Roozbeh Pournander wrote:
> You can find a proposal for encoding Iranian Rial sign in Unicode at:
> http://developer.sharif.edu/farsiweb/proposal/rial.html
I have two minor points.
First one is about the bidi category. I see that you suggest "AL" (Arabic
Letter):
Recommended Unicode character properties for the character is as
follows:
1. Character Name: ARABIC LIGATURE RIAL
2. General Category: Sc (Symbol, Currency)
4. Bidirectional Category: AL (Right-to-Left Arabic)
5. Character Decomposition Mapping: <isolated> 0631 06CC 0627 0644
But all other characters in general category "Sc" (Currency Symbol) have
bidi category "ET" (European Number Terminator), so I would suggest to
avoid this exception.
This makes sense, because currency symbols are normally associated with
numbers (they normally occur before or after an amount), and bidi category
"ET" ensures the correct behavior with numbers.
I try to anticipate two objections that you could make to this:
1) "ARABIC LIGATURE RIAL will normally be used in a RTL context".
Also U+20AA (NEW SHEQEL SIGN, the Israeli currency symbol) is used in a RTL
context, but it has bidi category "ET", not "R" (RTL Letter).
2) "ARABIC LIGATURE RIAL is decomposed by four letters of bidi
category 'AL'". Also U+20A8 (RUPEE SIGN is decomposed as the two letters
U+0052 U+0073 (i.e. "Rs"), but it has bidi category "ET", not "L" (LTR
Letter).
My other point has already been mentioned by others: the Currency Symbols
block (U+20A0...) sounds like a more appropriate area.

Material provided:
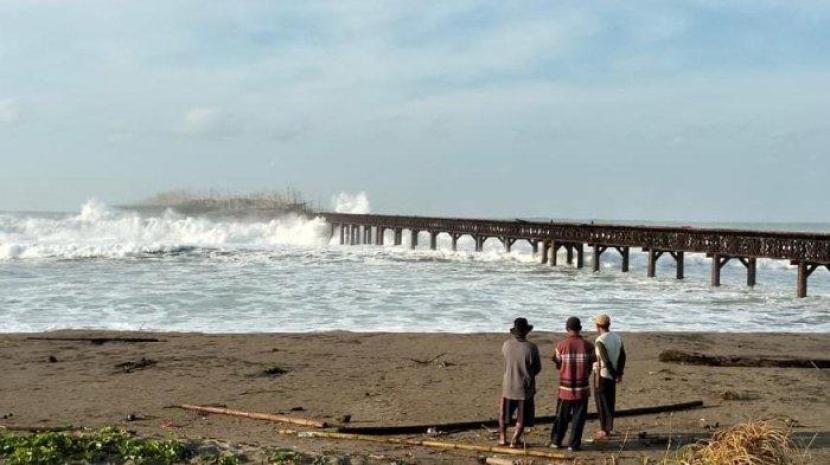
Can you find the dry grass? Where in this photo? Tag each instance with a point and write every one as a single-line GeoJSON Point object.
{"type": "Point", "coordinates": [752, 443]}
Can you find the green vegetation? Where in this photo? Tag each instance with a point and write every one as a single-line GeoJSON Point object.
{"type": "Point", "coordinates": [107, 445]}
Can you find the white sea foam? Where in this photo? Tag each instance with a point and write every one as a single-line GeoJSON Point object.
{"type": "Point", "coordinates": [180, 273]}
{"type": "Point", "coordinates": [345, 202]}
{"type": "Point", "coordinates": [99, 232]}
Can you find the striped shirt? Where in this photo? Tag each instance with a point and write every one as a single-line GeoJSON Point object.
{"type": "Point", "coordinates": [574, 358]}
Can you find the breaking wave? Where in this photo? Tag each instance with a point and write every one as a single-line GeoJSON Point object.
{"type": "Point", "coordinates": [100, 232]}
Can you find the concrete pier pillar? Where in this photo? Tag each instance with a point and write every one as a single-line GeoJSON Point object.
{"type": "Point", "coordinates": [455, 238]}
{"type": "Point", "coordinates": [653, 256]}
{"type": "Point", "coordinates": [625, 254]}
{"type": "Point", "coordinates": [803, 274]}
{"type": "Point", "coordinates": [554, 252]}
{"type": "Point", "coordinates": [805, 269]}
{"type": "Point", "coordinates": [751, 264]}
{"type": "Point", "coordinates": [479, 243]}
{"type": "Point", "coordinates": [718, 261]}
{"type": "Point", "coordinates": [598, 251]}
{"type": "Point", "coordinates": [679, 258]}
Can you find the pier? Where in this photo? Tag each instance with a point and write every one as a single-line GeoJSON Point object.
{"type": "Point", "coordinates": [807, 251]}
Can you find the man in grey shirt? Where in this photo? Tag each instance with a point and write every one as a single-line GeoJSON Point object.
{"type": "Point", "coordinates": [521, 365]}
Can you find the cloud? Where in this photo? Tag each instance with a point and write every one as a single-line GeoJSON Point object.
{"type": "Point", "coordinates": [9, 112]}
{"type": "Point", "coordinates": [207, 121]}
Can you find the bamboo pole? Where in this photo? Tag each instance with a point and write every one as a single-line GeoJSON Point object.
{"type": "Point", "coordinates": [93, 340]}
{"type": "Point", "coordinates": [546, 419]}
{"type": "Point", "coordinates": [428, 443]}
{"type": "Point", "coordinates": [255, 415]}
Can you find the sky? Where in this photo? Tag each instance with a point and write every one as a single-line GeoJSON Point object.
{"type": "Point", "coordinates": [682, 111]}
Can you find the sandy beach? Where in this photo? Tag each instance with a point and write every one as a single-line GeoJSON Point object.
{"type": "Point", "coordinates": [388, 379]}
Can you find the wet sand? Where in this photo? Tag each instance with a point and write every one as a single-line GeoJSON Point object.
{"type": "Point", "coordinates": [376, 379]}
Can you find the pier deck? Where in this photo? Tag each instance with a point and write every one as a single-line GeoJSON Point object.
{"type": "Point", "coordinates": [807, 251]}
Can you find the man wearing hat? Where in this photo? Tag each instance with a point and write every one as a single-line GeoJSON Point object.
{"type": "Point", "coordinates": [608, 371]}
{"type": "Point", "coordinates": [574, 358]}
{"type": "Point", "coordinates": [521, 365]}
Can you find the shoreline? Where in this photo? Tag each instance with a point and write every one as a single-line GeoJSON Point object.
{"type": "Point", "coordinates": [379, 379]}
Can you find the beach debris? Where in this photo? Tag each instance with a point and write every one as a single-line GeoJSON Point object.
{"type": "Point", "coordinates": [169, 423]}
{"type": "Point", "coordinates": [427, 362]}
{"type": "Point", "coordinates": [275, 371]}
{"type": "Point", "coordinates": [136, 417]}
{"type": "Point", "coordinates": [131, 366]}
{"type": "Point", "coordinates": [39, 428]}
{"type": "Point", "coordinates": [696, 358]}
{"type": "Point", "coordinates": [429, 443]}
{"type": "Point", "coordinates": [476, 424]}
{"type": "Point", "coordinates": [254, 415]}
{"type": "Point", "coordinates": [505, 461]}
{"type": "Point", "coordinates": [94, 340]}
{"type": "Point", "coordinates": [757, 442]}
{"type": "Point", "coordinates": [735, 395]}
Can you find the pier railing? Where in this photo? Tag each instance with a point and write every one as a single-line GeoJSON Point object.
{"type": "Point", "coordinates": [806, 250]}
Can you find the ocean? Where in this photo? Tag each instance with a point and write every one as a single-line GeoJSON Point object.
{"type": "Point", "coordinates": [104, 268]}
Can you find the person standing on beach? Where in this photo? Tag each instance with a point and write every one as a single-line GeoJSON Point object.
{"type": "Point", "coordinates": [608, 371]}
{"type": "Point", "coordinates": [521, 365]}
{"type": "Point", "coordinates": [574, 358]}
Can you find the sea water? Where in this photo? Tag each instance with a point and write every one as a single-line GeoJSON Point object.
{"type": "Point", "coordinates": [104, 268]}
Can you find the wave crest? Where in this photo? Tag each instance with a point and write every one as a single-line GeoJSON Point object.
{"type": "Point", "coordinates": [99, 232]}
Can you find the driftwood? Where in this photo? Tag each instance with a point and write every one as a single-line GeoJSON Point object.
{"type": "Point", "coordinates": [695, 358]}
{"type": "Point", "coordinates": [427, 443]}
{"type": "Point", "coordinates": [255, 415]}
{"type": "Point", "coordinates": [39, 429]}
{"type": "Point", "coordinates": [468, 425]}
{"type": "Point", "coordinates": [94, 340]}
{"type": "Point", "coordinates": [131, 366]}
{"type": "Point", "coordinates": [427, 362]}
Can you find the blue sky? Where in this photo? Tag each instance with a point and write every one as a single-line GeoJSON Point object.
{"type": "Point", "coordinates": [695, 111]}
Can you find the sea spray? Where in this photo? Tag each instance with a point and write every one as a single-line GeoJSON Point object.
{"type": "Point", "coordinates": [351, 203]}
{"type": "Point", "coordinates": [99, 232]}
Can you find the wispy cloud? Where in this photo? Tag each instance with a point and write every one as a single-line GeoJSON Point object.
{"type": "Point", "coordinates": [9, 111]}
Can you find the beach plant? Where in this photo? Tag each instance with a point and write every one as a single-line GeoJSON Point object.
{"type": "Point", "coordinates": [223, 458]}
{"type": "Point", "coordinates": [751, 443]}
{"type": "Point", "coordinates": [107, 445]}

Challenges:
1. Rewrite the message about the Rial sign proposal, starting with "Also U+20AA (NEW" and going on through "more appropriate area.", with "Currency Symbols" replaced by "Letterlike Symbols".
2. Extract every line of the records that contains the string "cloud", where case counts.

Outputs by task:
1.
Also U+20AA (NEW SHEQEL SIGN, the Israeli currency symbol) is used in a RTL
context, but it has bidi category "ET", not "R" (RTL Letter).
2) "ARABIC LIGATURE RIAL is decomposed by four letters of bidi
category 'AL'". Also U+20A8 (RUPEE SIGN is decomposed as the two letters
U+0052 U+0073 (i.e. "Rs"), but it has bidi category "ET", not "L" (LTR
Letter).
My other point has already been mentioned by others: the Letterlike Symbols
block (U+20A0...) sounds like a more appropriate area.

2.
Can you find the cloud? Where in this photo? Tag each instance with a point and write every one as a single-line GeoJSON Point object.
Can you find the wispy cloud? Where in this photo? Tag each instance with a point and write every one as a single-line GeoJSON Point object.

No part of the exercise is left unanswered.